** AIM OF THE EXERCISE **
An exact, complete copy of the lines below is the expected answer.

Items listed in a dataset:
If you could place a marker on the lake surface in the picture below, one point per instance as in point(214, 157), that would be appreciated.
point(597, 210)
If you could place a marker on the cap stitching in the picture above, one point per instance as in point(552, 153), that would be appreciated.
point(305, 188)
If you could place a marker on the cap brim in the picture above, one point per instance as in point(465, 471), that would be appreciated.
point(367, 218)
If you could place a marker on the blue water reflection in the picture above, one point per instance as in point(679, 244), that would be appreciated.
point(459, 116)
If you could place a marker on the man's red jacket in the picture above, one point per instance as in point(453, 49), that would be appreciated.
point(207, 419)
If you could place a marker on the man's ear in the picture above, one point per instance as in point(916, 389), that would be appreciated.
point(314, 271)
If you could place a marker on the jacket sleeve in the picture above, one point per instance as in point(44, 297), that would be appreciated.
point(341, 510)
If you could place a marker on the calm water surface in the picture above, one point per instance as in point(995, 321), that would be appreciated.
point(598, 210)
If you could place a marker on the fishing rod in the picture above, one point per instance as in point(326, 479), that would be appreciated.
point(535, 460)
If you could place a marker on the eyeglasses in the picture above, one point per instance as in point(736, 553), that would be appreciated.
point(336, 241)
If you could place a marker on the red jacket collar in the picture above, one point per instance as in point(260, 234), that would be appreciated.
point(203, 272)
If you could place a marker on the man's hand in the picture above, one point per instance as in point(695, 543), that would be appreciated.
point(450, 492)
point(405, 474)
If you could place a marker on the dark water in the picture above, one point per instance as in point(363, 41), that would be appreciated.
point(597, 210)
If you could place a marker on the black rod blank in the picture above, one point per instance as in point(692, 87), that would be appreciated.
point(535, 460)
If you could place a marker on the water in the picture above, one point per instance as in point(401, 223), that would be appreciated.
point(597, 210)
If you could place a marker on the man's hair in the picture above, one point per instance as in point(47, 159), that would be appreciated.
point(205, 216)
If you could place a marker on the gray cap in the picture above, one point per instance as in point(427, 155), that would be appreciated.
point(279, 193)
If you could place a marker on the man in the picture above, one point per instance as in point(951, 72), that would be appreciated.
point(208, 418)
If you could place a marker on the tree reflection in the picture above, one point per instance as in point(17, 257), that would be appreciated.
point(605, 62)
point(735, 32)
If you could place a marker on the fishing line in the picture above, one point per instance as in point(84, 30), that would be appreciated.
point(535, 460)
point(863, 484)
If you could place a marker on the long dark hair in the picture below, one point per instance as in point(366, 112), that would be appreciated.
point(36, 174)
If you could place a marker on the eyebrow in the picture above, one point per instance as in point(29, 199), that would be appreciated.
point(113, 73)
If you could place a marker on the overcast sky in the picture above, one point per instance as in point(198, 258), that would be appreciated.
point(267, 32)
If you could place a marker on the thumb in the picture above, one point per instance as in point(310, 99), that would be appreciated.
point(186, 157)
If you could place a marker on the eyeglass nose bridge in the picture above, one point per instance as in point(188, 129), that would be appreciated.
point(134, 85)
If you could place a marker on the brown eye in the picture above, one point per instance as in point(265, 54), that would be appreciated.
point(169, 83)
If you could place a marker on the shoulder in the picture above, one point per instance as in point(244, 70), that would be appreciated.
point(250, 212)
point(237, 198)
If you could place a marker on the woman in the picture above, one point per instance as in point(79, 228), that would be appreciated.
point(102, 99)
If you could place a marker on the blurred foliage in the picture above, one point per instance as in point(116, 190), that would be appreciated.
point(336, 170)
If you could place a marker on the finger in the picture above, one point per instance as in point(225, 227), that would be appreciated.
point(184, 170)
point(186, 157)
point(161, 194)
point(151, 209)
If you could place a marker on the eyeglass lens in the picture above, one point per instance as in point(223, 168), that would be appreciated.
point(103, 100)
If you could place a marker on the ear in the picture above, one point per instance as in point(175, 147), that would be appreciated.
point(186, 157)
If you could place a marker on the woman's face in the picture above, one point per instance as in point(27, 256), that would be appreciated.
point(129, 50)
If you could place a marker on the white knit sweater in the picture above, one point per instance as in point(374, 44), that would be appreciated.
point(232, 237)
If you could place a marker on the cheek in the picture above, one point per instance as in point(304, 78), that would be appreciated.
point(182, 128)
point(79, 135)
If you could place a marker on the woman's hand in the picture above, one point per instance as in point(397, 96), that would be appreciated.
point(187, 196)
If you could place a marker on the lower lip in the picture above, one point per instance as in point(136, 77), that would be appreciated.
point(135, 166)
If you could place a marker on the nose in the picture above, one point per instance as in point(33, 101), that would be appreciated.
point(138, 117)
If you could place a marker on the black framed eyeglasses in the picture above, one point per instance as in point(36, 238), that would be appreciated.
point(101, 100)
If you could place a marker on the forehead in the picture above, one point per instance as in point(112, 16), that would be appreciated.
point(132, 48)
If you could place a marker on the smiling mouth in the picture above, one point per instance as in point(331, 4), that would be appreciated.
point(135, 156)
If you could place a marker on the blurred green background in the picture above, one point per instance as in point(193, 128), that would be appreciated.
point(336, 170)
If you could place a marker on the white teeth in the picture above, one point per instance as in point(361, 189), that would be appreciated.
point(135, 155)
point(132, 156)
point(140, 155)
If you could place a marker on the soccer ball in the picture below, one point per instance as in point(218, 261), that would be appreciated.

** TASK RESPONSE **
If you could place a marker on the lake surface in the picture below, one point per instance as in point(214, 157), that would be appreciated.
point(597, 210)
If you could place a marker on the cap stitching in the picture above, one point per instance as in point(552, 153), that would be appreciated.
point(305, 188)
If you could place a marker on the cap brim in the picture above, one point per instance as in point(465, 471), that would be appreciated.
point(367, 218)
If you could place a marker on the blue water reflection in the picture above, one point per instance as in point(679, 244), that would be appreciated.
point(459, 116)
If you could place a marker on the man's red jacket in the picture above, one point per instance as in point(453, 49), that would be appreciated.
point(207, 419)
If you could place a marker on the man's ear in the picture above, one point per instance as in point(916, 389), that would be appreciated.
point(314, 271)
If you could place a marker on the jacket sleeve in the picture above, one point per instance as in point(44, 297), that would be appreciated.
point(341, 510)
If you could place a marker on the calm water surface in the picture above, one point per instance as in point(995, 321), that would be appreciated.
point(598, 210)
If you could place a marker on the fishing rod in the picture above, one point per instance as in point(326, 479), that would be appreciated.
point(535, 460)
If you could place a marker on the eyeglasses in the picture above, one point per instance as in point(736, 553), that would be appreciated.
point(336, 241)
If you could place a marker on the red jacket collar in the picture above, one point per instance as in point(260, 234), that would be appreciated.
point(203, 272)
If you could place a marker on the man's hand in the picture above, one point per instance as in point(695, 543), that would be appreciated.
point(450, 492)
point(405, 474)
If you could place a marker on the dark water in the picture above, one point per instance as in point(363, 41), that would be appreciated.
point(597, 210)
If you could place a marker on the black rod blank in the picture above, one point per instance as in point(692, 87), that would be appreciated.
point(535, 460)
If you could place a marker on the water in the picture above, one point per instance as in point(401, 223), that would be appreciated.
point(597, 210)
If you could place a marker on the man's hair in the picture above, one point per instance as in point(47, 159), that would be appreciated.
point(205, 216)
If you could place a marker on the gray cap in the picture above, one point per instance as in point(427, 155), that would be appreciated.
point(279, 193)
If you could place a marker on the man in the picture above, one point per instance as in point(951, 72), that would be appreciated.
point(208, 418)
If you could place a marker on the tree reflection in the picture above, one point per instance as in point(17, 257), that would be appreciated.
point(605, 62)
point(735, 32)
If you could place a marker on the fishing line in the picture above, one point per instance as in point(84, 30), that would be appreciated.
point(535, 460)
point(863, 484)
If you could place a marker on the long dark hair in the picture below, one point per instance as in point(366, 112), that would be appreciated.
point(36, 174)
If you could place a marker on the eyebrow in the picture above, one point per instance as in point(29, 199), that would be appreciated.
point(113, 73)
If you could place a marker on the overcast sky in the picture above, one point per instance as in point(198, 258), that would be appreciated.
point(267, 32)
If you could place a marker on the thumb in the picture above, one point per instance as in point(310, 99), that would be appreciated.
point(186, 157)
If you could place a marker on the eyeglass nose bridge in the picture above, one point per instance as in point(188, 129), that would be appreciated.
point(134, 85)
If you could place a marker on the brown eye in the picture above, one point per instance as in point(265, 54), that would be appreciated.
point(169, 83)
If you could place a marker on the shoulder in the picture above, one point per instance as in point(244, 70), that would be appreciated.
point(250, 212)
point(237, 198)
If you could place a marker on the woman in the picture above, one point per instance as in point(79, 228), that would be appreciated.
point(102, 99)
If you could place a marker on the blurred foliage in the picture above, one point per instance as in point(116, 190), that would be appreciated.
point(336, 170)
If you could place a marker on the finger in the picture above, one point per instance as in point(225, 227), that would be appreciated.
point(184, 170)
point(186, 157)
point(161, 194)
point(151, 209)
If you could place a marker on the eyeglass lens in the picture above, one point per instance as in point(223, 168), that would be appreciated.
point(103, 100)
If you could place a marker on the ear in the picture above, one point per instance as in point(175, 147), that would be appreciated.
point(186, 157)
If you could place a marker on the woman's face in the picture above, one point per instance as in point(27, 256), that would be appreciated.
point(129, 50)
If you could place a marker on the white knit sweater in the picture above, one point per instance as in point(374, 44), that would be appreciated.
point(232, 237)
If you could place a marker on the cheek in the picture above, one point per instance as in point(304, 78), that would be appreciated.
point(182, 128)
point(79, 135)
If you could place a marker on the woman's hand in the picture above, one point per instance as in point(397, 96), that would be appreciated.
point(187, 196)
If you could place a marker on the lower lip in the picture above, one point per instance as in point(136, 77), that would be appreciated.
point(135, 166)
If you could place a marker on the nose in the picture above, one point per instance as in point(33, 101), that would be appreciated.
point(138, 117)
If you could place a marker on the black framed eyeglasses in the picture above, one point per instance as in point(36, 238), that would be appreciated.
point(101, 100)
If you could place a marker on the forehead in the picture above, one point per instance as in point(112, 16), that would be appreciated.
point(132, 48)
If you could place a marker on the smiling mouth in the picture above, one point per instance as in point(331, 4), that would be appreciated.
point(135, 156)
If you could place a marker on the blurred green background in the picture above, one point per instance as in point(193, 128), that would be appreciated.
point(336, 170)
If you could place a marker on the white teeth in the picture above, one point per instance as in point(361, 189), that would be appreciated.
point(135, 155)
point(132, 156)
point(140, 155)
If you could place a marker on the soccer ball in the picture below, one point per instance as in point(218, 261), that would be appreciated.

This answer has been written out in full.